[Start of Attachment]
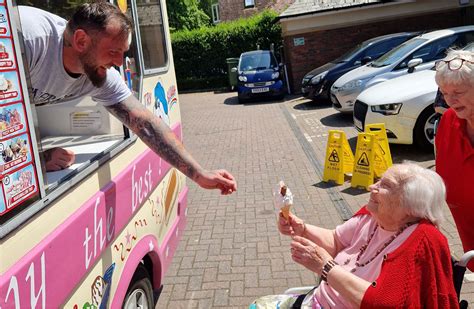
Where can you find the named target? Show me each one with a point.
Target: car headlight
[End of Attachment]
[Start of Attachment]
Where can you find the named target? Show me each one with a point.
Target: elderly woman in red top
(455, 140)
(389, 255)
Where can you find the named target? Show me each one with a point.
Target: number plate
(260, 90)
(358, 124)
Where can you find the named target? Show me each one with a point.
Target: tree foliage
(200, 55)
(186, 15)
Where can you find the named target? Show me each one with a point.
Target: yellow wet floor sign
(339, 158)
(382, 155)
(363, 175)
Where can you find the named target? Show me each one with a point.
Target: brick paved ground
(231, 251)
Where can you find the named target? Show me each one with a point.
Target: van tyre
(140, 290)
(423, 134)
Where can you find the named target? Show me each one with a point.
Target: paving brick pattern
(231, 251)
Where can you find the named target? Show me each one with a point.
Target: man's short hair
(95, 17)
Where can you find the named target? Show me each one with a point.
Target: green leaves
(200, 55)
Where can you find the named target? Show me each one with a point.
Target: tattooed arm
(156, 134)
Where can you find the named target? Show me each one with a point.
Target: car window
[End of Attachment]
• _WORK TO COMPLETE_
From the listing above, repeat exactly the lines starting at the line that includes "Target: tattooed arm" and ending at the line that includes "Target: car window", with nothing outside that span.

• _COMPLETED EXERCISE_
Target: tattooed arm
(156, 134)
Where can you find the named target? Show me each one with a point.
Target: car window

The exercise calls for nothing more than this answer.